#### Texte fourni:
......
Rivka, ma cliente comptable, gagne 2.800€ nets. Budget maximum pour se loger en Île-de-France sans plomber son budget : 900€. Avec cette somme, elle trouve un 25m² à Sarcelles pour 750€ ou une chambre de 15m² chez ses parents pour 250€. Elle a choisi l'option deux. Et elle a eu raison.

LE RETOUR HISTORIQUE

La cohabitation avec les parents âgés a diminué avec le développement de la protection sociale et l'autonomisation financière. Autrement dit, quand l'économie va bien et que les systèmes sociaux sont généreux, les générations se séparent. Quand ces conditions se dégradent, elles se regroupent. C'est mécanique, c'est observable dans l'histoire longue de l'immobilier français.

Mon analyse d'avocat fiscaliste : ce n'est pas un échec, c'est une adaptation rationnelle à une nouvelle donne économique. Et cette adaptation dispose désormais d'un cadre juridique précis depuis la loi ELAN de novembre 2018.

LE CONTRAT DE COHABITATION INTERGÉNÉRATIONNELLE SOLIDAIRE : UN CADRE JURIDIQUE SPÉCIFIQUE

Avant d'entrer dans les aspects fiscaux, clarifions un point juridique essentiel souvent mal compris. Le Contrat de Cohabitation Intergénérationnelle Solidaire, créé par la loi ELAN de novembre 2018, n'est pas un bail locatif classique. C'est un contrat sui generis, c'est-à-dire de son propre genre, qui échappe aux règles habituelles de la location.
......
#### Données fournies:
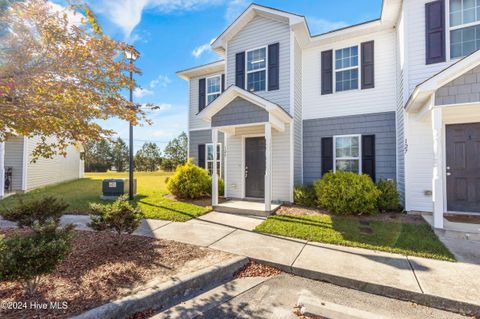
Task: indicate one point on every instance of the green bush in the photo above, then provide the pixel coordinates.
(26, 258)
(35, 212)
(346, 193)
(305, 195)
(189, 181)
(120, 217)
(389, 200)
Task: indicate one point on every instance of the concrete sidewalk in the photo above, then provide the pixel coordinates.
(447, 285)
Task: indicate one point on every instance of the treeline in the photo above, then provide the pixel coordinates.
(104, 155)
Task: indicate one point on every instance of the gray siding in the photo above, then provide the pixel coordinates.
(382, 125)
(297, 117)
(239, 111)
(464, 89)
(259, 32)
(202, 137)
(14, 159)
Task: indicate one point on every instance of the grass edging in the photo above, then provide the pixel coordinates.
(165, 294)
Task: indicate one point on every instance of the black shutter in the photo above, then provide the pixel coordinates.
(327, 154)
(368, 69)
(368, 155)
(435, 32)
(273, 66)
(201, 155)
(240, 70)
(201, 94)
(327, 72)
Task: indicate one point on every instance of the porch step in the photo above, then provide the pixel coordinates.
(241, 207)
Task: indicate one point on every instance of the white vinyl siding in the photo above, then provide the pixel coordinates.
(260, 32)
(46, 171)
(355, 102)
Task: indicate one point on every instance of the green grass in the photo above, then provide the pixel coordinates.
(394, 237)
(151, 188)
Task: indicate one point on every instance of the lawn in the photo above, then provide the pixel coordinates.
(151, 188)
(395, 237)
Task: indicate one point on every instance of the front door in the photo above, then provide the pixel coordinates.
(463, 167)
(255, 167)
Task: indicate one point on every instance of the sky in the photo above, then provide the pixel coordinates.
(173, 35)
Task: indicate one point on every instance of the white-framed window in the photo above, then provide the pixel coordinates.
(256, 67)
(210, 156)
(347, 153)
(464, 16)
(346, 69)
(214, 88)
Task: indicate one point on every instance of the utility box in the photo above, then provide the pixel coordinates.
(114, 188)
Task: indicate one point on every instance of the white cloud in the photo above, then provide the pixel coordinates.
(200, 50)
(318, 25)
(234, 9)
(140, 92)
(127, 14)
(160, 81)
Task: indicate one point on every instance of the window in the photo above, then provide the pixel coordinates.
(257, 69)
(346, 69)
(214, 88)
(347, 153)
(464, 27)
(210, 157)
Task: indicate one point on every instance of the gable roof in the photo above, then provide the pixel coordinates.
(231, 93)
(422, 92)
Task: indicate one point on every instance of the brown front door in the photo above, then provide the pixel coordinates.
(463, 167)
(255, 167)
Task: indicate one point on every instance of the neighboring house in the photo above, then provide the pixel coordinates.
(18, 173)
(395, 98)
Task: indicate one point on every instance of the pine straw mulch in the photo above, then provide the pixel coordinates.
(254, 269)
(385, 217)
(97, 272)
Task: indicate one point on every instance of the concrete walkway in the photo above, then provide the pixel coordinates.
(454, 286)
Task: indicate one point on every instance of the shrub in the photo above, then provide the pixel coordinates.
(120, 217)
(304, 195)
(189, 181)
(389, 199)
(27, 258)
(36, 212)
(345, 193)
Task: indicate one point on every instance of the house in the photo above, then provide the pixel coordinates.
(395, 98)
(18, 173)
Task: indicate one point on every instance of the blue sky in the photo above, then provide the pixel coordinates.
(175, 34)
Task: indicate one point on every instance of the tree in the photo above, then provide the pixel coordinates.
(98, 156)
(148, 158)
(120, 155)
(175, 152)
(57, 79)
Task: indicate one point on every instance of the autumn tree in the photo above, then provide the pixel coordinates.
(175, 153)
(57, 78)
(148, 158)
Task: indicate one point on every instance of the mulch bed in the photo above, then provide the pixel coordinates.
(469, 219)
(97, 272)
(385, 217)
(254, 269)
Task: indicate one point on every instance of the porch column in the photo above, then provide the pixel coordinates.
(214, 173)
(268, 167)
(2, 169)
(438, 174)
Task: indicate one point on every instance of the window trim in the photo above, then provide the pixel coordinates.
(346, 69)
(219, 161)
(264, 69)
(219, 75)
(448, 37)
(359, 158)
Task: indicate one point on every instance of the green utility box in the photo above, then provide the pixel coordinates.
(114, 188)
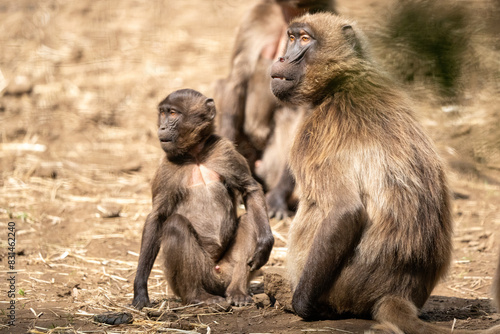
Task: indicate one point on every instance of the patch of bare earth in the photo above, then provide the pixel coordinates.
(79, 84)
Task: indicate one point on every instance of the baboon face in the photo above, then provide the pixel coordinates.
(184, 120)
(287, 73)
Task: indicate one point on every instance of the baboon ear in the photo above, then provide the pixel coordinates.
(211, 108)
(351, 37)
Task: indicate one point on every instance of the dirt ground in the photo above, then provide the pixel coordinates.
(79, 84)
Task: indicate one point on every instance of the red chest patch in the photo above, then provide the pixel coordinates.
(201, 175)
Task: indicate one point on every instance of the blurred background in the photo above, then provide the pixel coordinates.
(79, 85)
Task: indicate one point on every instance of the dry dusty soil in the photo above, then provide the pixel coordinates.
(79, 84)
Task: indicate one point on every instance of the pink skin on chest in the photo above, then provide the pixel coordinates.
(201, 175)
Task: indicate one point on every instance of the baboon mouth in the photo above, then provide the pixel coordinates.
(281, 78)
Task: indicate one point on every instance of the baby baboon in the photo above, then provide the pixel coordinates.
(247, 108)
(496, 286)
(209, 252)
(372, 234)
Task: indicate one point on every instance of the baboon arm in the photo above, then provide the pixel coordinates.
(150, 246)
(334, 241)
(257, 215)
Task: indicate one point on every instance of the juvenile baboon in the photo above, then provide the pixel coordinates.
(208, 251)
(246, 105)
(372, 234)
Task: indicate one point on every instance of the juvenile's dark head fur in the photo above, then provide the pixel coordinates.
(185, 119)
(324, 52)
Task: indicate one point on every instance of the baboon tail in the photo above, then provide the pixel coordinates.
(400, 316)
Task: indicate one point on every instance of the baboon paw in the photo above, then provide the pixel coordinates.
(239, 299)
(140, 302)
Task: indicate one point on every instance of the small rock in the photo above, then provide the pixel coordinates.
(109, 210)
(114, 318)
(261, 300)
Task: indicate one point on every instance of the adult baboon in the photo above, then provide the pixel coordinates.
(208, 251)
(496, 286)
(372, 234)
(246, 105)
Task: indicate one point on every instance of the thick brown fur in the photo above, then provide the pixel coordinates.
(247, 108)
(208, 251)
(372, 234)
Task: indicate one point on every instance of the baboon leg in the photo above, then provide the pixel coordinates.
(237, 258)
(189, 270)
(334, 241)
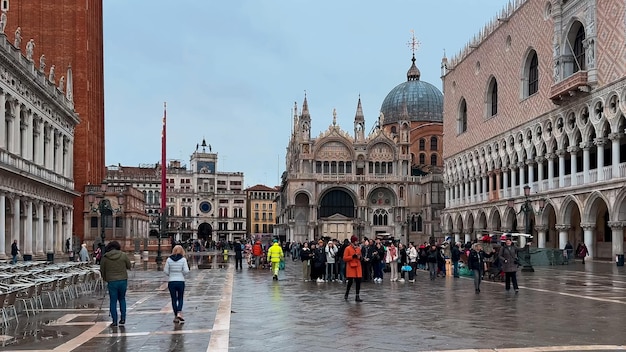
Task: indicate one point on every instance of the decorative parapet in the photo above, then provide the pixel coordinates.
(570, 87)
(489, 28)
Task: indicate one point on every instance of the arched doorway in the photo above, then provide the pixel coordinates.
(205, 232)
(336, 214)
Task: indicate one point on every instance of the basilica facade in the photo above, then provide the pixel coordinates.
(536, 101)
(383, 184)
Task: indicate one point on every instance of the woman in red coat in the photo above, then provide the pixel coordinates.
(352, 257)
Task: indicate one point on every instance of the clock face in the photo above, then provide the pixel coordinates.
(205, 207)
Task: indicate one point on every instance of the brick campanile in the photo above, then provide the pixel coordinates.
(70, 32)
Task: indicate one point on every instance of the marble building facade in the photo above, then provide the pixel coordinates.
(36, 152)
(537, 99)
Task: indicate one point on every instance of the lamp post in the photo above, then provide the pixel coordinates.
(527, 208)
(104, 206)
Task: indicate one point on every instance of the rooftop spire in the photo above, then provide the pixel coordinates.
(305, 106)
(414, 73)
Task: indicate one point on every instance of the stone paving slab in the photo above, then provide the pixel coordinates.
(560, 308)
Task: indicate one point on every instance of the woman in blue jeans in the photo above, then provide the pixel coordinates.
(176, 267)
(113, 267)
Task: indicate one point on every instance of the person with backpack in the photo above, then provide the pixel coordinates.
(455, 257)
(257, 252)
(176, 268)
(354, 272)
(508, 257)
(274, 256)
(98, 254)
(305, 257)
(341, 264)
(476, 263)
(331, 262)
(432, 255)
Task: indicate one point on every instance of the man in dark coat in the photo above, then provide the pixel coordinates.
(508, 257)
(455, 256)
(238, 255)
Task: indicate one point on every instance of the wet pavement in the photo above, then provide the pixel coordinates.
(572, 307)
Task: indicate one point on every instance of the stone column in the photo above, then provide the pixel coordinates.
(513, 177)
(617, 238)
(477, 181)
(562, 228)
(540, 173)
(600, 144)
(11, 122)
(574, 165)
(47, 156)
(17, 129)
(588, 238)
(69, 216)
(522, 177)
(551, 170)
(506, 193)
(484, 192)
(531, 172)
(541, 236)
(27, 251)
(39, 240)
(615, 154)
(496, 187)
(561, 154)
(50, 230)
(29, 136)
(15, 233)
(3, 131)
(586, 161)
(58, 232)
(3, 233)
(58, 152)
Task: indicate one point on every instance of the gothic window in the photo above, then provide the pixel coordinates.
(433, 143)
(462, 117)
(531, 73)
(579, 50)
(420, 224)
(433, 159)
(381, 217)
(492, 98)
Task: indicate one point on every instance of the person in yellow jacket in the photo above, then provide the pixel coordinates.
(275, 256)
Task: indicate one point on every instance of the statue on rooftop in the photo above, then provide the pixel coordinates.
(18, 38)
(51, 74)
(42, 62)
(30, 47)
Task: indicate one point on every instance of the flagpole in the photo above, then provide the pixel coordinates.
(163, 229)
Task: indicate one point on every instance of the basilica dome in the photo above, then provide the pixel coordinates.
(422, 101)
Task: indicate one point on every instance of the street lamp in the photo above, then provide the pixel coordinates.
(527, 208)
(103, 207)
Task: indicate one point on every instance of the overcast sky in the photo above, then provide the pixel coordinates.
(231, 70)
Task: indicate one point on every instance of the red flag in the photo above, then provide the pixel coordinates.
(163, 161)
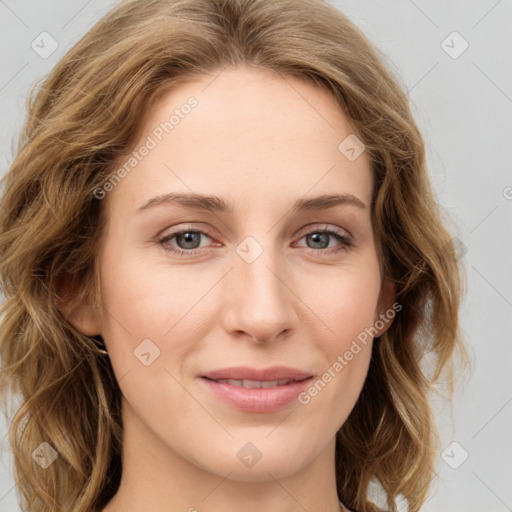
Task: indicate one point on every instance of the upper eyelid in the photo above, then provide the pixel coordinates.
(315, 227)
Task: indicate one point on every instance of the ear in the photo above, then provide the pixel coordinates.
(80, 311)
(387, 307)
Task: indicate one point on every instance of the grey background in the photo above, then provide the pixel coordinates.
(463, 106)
......
#### Consignes:
- 1) Recopiez, s'il vous plaît, le passage du texte sur la cohabitation intergénérationnelle qui s'ouvre sur les mots contenant « LE RETOUR HISTORIQUE » et se clôt sur « de novembre 2018. ».
- 2) Prolongez le texte sur la cohabitation intergénérationnelle en reprenant après sa dernière phrase.

#### Réponses rédigées:
- 1)
LE RETOUR HISTORIQUE

La cohabitation avec les parents âgés a diminué avec le développement de la protection sociale et l'autonomisation financière. Autrement dit, quand l'économie va bien et que les systèmes sociaux sont généreux, les générations se séparent. Quand ces conditions se dégradent, elles se regroupent. C'est mécanique, c'est observable dans l'histoire longue de l'immobilier français.

Mon analyse d'avocat fiscaliste : ce n'est pas un échec, c'est une adaptation rationnelle à une nouvelle donne économique. Et cette adaptation dispose désormais d'un cadre juridique précis depuis la loi ELAN de novembre 2018.

- 2)
Concrètement, ce contrat permet à un senior de plus de 60 ans d'accueillir un jeune de moins de 30 ans dans une partie de son logement, qui reste sa résidence principale. Le jeune occupe une chambre privative et partage les espaces communs. En contrepartie, il verse une participation financière modeste ou rend de menus services, limités à 12 heures par semaine maximum et sans but lucratif pour aucune des parties.

La différence fondamentale avec un bail classique : ce contrat reconnaît explicitement que le logement reste partagé. Les dispositions ne s'appliquent que pour la chambre et les pièces dont le locataire dispose d'une jouissance privative. Une clause spécifique doit préciser l'organisation des parties communes. Le préavis de résiliation est d'un mois seulement, contre trois mois pour un bail meublé classique.

LE CADRE FISCAL : ENTRE OPPORTUNITÉ RÉELLE ET LIMITES À CONNAÎTRE

Voici où cela devient intéressant pour les propriétaires qui disposent d'espace inutilisé. Pour 2024, les plafonds annuels de loyer par mètre carré de surface habitable, charges non comprises, sont fixés à 213€ en Île-de-France et à 157€ dans les autres régions. Les revenus de cohabitation intergénérationnelle sont exonérés d'impôt jusqu'au 31 décembre 2026 si le prix reste conforme à ces plafonds.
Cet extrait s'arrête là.